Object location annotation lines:
━━━━━━━━

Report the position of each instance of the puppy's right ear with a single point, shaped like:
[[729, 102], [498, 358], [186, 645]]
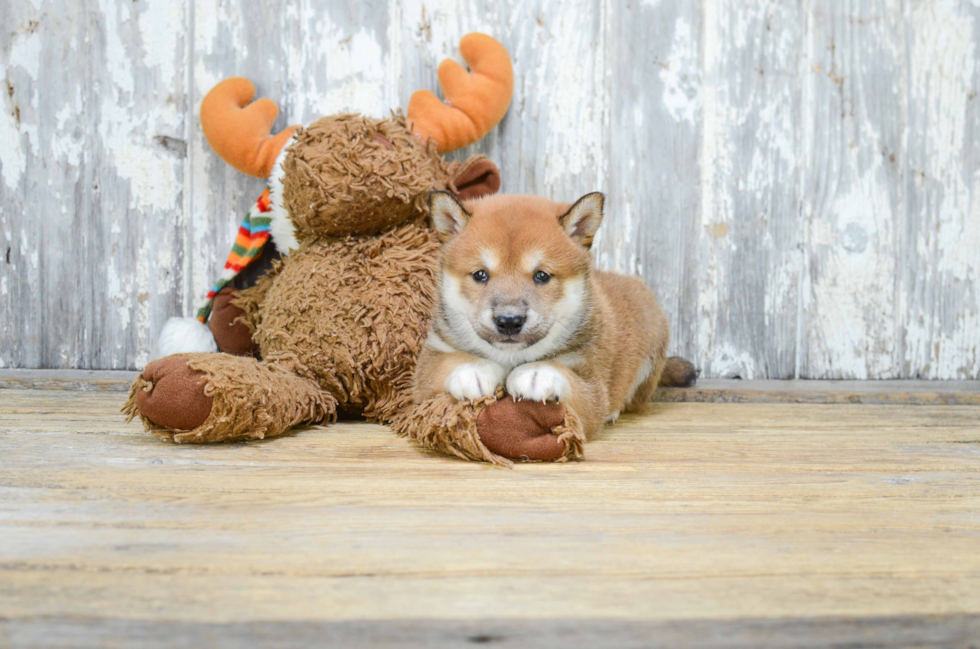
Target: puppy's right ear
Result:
[[449, 217]]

━━━━━━━━

## WHAT TO PRODUCE
Rewrite the lines above as a numbered list, leaving out any blank lines and any pictures.

## OUTPUT FOR THIS EXERCISE
1. Report the position of each instance of the puppy's right ear with a single point, shaped like:
2. [[729, 102], [498, 358], [186, 645]]
3. Target: puppy's right ear
4. Result:
5. [[449, 217]]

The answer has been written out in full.